— EXCERPT —
Chairperson’s Report to Council
for January 2022
by Judy Kelley, Chairperson, LBPSB
Welcome back, everyone. Welcome to our first council meeting of 2022. We are half way through the school year. I would like to recognize all of the work that has been done for our students at every level of education and in every situation where the goal and ultimate vision is to ensure LBPSB students achieve excellence while maximizing their potential. I would like to applaud every person who contributed to overcoming and facing the challenges of being back in the classroom, just two weeks ago, although it may feel like weeks and weeks ago. Living directly across the street from an elementary school provided me with a first-hand view of the excitement and enthusiasm of students returning to school after almost a month, on January 18th. They also had mountains of snow to play on, literally. The scene was joyful.
The list of health and safety measures taken to ensure that everyone in our schools and centres would be comfortable in their return was taken very seriously at our school board. Many discussions, pivots, pirouettes, new measures, and custom designed approaches – from accounting for absences in our schools, to continuing to enhance the air quality in our classrooms – these actions went well beyond directives from the government. This is who we are at the LBPSB. We take initiatives and show leadership in order to be the best we can be. We also recognize that there are differing opinions within our community about how to manage each step we take when we are faced with a multitude of decisions and new challenges, but we are a respectful community and know that the past two years, not just the past two weeks, have been extraordinary.
I would also like to recognize that while educating our students during a unique time in our country’s public health history, all who have taught LBPSB students, engaged them in their learning in creative and meaningful ways, who helped them to become conscientious, responsible, aware and kind citizens, your work is so very much appreciated. With new directions in Equity, Diversity, Dignity and Inclusion, with increased awareness of the importance of physical well-being and mental health, with ever-changing approaches to education during a time of environmental crises, with our classrooms at the centre of these challenges, education has been evolving in significant and demanding ways. It is both a difficult and very exciting time.

— DATA LISTING —
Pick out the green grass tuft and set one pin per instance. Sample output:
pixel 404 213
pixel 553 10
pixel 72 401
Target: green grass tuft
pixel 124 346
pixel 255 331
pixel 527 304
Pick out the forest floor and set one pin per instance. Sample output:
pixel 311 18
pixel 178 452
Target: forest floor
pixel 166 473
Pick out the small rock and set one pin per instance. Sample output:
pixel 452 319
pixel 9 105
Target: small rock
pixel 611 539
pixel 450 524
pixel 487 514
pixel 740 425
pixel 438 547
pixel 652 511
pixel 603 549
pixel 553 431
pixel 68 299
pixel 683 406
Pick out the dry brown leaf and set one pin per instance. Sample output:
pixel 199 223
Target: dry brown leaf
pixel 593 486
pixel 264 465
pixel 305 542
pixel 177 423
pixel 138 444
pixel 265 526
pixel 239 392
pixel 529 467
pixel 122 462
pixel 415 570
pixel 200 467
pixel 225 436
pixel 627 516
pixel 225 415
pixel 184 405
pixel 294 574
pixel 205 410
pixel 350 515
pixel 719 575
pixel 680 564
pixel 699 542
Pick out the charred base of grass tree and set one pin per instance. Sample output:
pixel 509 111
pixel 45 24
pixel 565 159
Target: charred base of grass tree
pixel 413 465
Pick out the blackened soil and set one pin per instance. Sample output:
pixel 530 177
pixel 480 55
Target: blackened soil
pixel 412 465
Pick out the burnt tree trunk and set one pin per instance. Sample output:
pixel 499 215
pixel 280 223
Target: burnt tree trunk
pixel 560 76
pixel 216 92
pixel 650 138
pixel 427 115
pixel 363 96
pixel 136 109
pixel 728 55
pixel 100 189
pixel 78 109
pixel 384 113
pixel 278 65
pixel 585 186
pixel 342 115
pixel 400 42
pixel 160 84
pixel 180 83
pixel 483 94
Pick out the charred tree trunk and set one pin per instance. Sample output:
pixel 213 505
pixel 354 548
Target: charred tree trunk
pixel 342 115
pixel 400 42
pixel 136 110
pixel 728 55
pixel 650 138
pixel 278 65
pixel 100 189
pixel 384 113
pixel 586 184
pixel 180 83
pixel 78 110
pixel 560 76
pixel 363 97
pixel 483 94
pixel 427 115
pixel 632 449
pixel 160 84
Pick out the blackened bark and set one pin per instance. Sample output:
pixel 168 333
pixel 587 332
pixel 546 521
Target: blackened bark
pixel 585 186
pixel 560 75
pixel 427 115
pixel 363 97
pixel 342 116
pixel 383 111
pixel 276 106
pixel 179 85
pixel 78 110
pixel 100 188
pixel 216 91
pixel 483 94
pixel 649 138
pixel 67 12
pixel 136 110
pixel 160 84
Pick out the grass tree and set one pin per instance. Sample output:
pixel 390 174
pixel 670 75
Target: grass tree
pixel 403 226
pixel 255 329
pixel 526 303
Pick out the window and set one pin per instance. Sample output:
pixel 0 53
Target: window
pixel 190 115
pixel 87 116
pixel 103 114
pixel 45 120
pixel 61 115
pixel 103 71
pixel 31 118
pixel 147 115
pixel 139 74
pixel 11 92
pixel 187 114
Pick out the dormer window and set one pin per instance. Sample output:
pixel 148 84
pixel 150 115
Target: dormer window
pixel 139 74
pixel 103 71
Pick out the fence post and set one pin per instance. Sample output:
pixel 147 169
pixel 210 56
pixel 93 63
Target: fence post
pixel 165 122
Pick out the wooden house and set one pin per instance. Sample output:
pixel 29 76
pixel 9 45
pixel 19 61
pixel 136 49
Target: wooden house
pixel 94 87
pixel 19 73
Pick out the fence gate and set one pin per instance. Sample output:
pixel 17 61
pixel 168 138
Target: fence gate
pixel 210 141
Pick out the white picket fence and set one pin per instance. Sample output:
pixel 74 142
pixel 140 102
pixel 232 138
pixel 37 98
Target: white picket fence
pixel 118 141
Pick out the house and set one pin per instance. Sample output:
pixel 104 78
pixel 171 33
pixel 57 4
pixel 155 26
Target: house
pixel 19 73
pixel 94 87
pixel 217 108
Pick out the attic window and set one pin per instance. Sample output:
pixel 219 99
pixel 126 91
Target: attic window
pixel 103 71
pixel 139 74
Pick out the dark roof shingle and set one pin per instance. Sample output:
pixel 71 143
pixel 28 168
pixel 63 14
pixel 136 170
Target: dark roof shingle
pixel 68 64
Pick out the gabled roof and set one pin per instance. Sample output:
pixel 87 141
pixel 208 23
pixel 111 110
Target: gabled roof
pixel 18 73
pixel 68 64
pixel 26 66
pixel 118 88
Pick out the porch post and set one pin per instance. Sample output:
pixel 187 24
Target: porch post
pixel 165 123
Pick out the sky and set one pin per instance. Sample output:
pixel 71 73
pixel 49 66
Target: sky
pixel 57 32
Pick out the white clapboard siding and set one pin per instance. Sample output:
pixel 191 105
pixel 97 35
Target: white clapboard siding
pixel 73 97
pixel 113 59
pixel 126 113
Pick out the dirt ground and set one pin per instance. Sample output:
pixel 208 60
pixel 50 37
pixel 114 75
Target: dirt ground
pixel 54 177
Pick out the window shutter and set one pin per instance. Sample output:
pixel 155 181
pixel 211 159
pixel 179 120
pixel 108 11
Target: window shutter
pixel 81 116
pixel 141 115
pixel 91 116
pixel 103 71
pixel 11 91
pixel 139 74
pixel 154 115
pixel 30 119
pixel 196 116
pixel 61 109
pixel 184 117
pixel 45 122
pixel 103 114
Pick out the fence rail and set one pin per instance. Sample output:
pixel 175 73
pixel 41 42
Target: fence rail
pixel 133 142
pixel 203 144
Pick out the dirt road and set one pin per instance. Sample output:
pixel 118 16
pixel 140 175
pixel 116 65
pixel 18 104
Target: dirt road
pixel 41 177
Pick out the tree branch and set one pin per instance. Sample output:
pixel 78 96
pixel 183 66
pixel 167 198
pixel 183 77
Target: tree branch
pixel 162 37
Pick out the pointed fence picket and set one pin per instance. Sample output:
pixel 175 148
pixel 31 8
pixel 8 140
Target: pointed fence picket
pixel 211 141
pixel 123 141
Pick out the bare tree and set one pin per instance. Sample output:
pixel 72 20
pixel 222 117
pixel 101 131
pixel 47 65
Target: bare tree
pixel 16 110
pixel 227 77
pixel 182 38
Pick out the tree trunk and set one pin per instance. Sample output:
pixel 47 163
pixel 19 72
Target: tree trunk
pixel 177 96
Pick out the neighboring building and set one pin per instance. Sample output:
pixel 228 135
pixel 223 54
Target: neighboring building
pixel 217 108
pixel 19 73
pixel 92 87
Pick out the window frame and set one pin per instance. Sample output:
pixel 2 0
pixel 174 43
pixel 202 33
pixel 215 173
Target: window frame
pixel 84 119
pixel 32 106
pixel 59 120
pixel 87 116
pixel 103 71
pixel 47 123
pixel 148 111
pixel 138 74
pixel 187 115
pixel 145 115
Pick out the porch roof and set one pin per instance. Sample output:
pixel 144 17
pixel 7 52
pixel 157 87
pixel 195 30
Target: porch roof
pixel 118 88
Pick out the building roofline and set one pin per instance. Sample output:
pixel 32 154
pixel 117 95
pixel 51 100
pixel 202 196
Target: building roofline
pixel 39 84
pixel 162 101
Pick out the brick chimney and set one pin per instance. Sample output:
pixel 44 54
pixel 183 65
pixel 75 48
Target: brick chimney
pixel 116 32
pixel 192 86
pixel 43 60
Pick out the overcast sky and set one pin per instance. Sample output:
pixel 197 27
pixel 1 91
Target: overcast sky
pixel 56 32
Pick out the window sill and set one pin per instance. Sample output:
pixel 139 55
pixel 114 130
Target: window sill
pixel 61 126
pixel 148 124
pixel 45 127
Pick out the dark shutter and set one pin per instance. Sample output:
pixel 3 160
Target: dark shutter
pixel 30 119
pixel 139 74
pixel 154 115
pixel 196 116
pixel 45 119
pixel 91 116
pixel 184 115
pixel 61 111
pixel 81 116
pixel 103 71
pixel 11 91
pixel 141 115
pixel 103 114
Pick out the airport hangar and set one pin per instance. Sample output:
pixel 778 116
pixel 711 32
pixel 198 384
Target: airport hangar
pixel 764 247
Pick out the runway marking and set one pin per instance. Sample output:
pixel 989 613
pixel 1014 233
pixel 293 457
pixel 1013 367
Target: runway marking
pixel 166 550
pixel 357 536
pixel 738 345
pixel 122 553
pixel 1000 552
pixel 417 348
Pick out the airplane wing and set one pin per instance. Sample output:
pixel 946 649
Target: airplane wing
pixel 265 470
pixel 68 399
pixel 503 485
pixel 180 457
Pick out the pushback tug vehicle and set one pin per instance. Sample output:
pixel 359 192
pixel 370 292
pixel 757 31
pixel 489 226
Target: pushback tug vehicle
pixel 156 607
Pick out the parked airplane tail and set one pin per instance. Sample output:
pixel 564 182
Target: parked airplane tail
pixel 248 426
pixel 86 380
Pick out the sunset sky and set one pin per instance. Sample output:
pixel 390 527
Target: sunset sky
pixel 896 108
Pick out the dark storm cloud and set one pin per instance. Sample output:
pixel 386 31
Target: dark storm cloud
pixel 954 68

— YOUR GOAL —
Answer these questions about the chairperson's report:
1. On what date did students return to school after almost a month away?
2. What two measures does the report give as examples, from one end of the range to the other?
3. What two words does the report use together to describe the present time?
The records play no part in this.

— ANSWER FOR THE TASK —
1. January 18th.
2. Accounting for absences in schools and continuing to improve the air quality in classrooms.
3. Difficult and very exciting.